Requirements:
Select every line of the records below that contains the string "lookup", and list those lines in their original order.

Provided records:
━━━

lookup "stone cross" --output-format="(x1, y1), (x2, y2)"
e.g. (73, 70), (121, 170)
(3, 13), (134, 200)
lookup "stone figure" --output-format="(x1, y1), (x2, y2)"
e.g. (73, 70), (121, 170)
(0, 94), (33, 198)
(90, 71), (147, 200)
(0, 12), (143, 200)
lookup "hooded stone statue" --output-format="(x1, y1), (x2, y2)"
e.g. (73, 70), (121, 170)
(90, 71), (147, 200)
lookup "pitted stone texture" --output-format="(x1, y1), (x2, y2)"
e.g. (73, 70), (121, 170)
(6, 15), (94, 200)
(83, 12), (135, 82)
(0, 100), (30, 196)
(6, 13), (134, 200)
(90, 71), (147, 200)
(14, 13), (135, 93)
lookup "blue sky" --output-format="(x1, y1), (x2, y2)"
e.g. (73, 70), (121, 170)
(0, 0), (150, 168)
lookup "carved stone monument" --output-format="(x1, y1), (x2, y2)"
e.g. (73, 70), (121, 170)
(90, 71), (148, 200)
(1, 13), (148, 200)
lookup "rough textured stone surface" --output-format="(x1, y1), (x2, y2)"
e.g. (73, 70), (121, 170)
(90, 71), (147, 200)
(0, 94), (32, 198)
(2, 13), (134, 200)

━━━

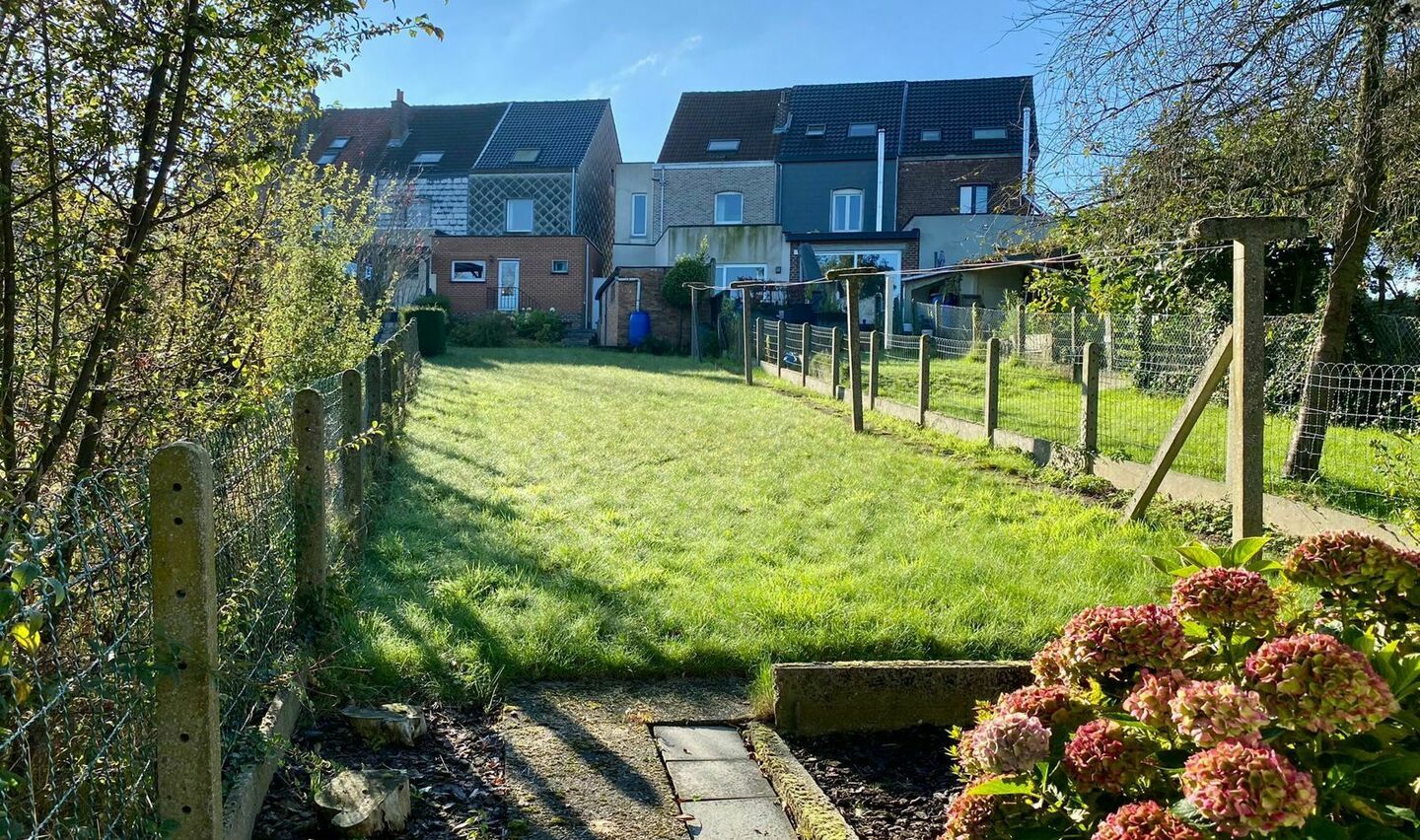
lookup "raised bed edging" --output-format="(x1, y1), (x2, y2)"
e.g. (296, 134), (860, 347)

━━━

Exercise answer:
lookup "stone cross" --output-format="(x1, y1), (x2, y2)"
lookup "stone figure" --output-format="(x1, y1), (x2, y2)"
lookup "hooded stone statue" --output-format="(x1, y1), (x2, y2)"
lookup "pitted stone texture" --output-format="(x1, y1), (x2, y2)"
lookup "blue sky" --output-format="(x1, y1), (x2, y2)"
lookup "carved stone monument" --output-format="(x1, y1), (x2, y2)"
lookup "rough textured stone surface" --output-format="(x1, y1), (x2, y2)"
lookup "raised bed edging" --output-format="(x1, y1), (x2, y2)"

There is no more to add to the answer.